__Work to complete__: Reproduce each line of the listing below as a numbered list, omitting blank lines.

__Data provided__:
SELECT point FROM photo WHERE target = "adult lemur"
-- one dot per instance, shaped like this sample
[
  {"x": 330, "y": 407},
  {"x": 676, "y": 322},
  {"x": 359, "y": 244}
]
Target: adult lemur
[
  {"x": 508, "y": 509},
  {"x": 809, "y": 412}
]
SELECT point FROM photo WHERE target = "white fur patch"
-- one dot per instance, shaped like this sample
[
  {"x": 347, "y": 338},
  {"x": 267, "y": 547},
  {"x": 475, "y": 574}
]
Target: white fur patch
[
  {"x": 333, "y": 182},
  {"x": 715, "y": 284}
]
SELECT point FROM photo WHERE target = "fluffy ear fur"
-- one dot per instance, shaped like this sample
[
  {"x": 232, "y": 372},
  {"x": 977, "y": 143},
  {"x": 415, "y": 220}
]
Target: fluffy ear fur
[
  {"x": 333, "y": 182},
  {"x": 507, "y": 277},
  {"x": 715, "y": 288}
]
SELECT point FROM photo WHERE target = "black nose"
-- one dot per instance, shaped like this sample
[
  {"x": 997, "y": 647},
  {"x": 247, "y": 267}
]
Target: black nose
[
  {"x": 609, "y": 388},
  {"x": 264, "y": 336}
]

__Task output__:
1. SELECT point FROM photo WHERE target = "adult lemur"
2. -- one dot per instance, shaped like this sample
3. [
4.   {"x": 330, "y": 407},
5.   {"x": 676, "y": 322},
6.   {"x": 359, "y": 244}
7. ]
8. Target: adult lemur
9. [
10.   {"x": 508, "y": 509},
11.   {"x": 809, "y": 412}
12. ]
13. SELECT point FROM photo WHERE target = "white fur patch"
14. -- one dot per instance, shaped like this sample
15. [
16.   {"x": 347, "y": 338},
17.   {"x": 267, "y": 547},
18.   {"x": 475, "y": 574}
19. ]
20. Target: white fur patch
21. [
22.   {"x": 333, "y": 182},
23.   {"x": 715, "y": 284}
24. ]
25. SELECT point FROM photo WHERE target = "fluffy ear fur"
26. -- one dot per instance, shaped like this sample
27. [
28.   {"x": 232, "y": 372},
29.   {"x": 977, "y": 143},
30.   {"x": 415, "y": 220}
31. ]
32. Target: fluffy ear fur
33. [
34.   {"x": 333, "y": 182},
35.   {"x": 507, "y": 277},
36.   {"x": 715, "y": 288}
37. ]
38. SELECT point FROM photo WHERE target = "black nose"
39. -- one dot per instance, shaped like this sample
40. [
41.   {"x": 997, "y": 647},
42.   {"x": 247, "y": 267}
43. ]
44. Target: black nose
45. [
46.   {"x": 609, "y": 388},
47.   {"x": 264, "y": 336}
48. ]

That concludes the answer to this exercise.